_Письменное задание 1:_ В каком городе, согласно отрывку, вышел академический двухтомник стихотворений и поэм А. А. Вознесенского?
_Письменное задание 2:_ Процитируйте фрагмент отрывка, начиная со слов «В юности я очень» и заканчивая словами «отношении к поэту.».

_Отрывок:_
Бачинин - Так проходит мирская слава

Андрей Вознесенский
Вознесенский А. А. Стихотворения и поэмы: В 2 т.  Вступ. статья, сост., подг. текста и примеч. Г. И. Трубникова —  СПб.: Издательство Пушкинского Дома, Вита Нова, 2015 — (Новая Библиотека поэта).
 
 

Владислав Бачинин - Так проходит мирская слава

 
 
                               Тоска твою душу ест,
                                           Вот ты и хохмишь у фрески,
                                          Где тащит страдалец крест:
                                         «Христос на воскреснике».
 
                                Андрей Вознесенский
 
 

Ностальгическое

 
В юности я очень любил стихи Андрея Вознесенского. Позднее, уже в 2000-е годы, вспоминая о нём, недоумевал по поводу не совсем понятного феномена угасания его, когда-то исключительной, популярности. Не слишком уверенно предполагал, что тут действовала универсальность банального закона нашей земной жизни: «Sic transit gloria mundi» («Так проходит мирская слава»). Вероятно, все эти недоумения и предположения и по сей день оставались бы внутри меня в подвешенном состоянии, если б не появился прекрасный повод разобраться в них..В Санкт-Петербурге увидел свет академический двухтомник стихотворений и поэм А. А. Вознесенского. Именно это обстоятельство и дало возможность не только окунуться в те времена, когда нам «были свежи все впечатленья бытия», но и поразмышлять о переменах, произошедших в культуре, в нас самих и в нашем отношении к поэту.

_Данные:_
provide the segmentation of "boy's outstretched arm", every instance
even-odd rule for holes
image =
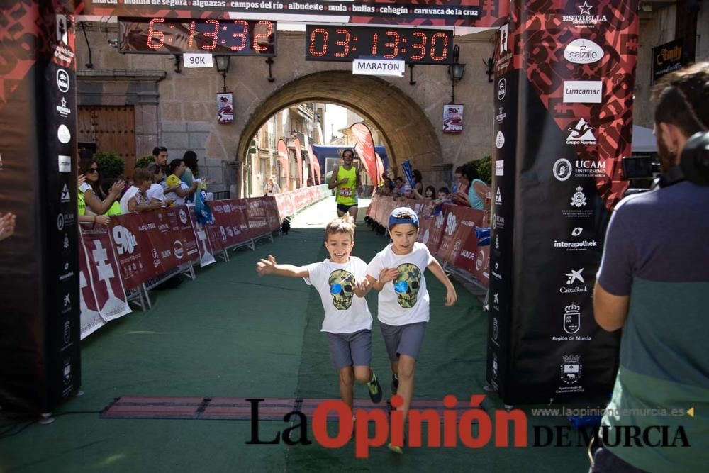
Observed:
[[[445,286],[446,294],[445,294],[445,305],[452,306],[455,304],[455,301],[458,300],[458,295],[455,294],[455,288],[453,287],[453,283],[450,282],[448,277],[445,275],[445,272],[443,271],[443,268],[441,267],[440,264],[435,260],[428,265],[427,267],[429,270],[433,273],[433,275],[437,278],[441,283]]]
[[[305,266],[279,265],[276,262],[276,258],[271,255],[268,255],[268,260],[261,260],[256,263],[256,272],[259,274],[259,276],[276,274],[286,277],[310,277],[308,268]]]
[[[357,297],[364,297],[372,290],[372,283],[366,277],[359,282],[354,284],[354,295]]]
[[[384,284],[389,281],[393,281],[397,277],[398,277],[398,269],[396,268],[384,268],[379,273],[379,279],[375,279],[369,274],[367,275],[367,279],[369,282],[369,284],[377,291],[381,291],[384,287]]]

_Ответ 1:_ В Санкт-Петербурге.

_Ответ 2:_
В юности я очень любил стихи Андрея Вознесенского. Позднее, уже в 2000-е годы, вспоминая о нём, недоумевал по поводу не совсем понятного феномена угасания его, когда-то исключительной, популярности. Не слишком уверенно предполагал, что тут действовала универсальность банального закона нашей земной жизни: «Sic transit gloria mundi» («Так проходит мирская слава»). Вероятно, все эти недоумения и предположения и по сей день оставались бы внутри меня в подвешенном состоянии, если б не появился прекрасный повод разобраться в них..В Санкт-Петербурге увидел свет академический двухтомник стихотворений и поэм А. А. Вознесенского. Именно это обстоятельство и дало возможность не только окунуться в те времена, когда нам «были свежи все впечатленья бытия», но и поразмышлять о переменах, произошедших в культуре, в нас самих и в нашем отношении к поэту.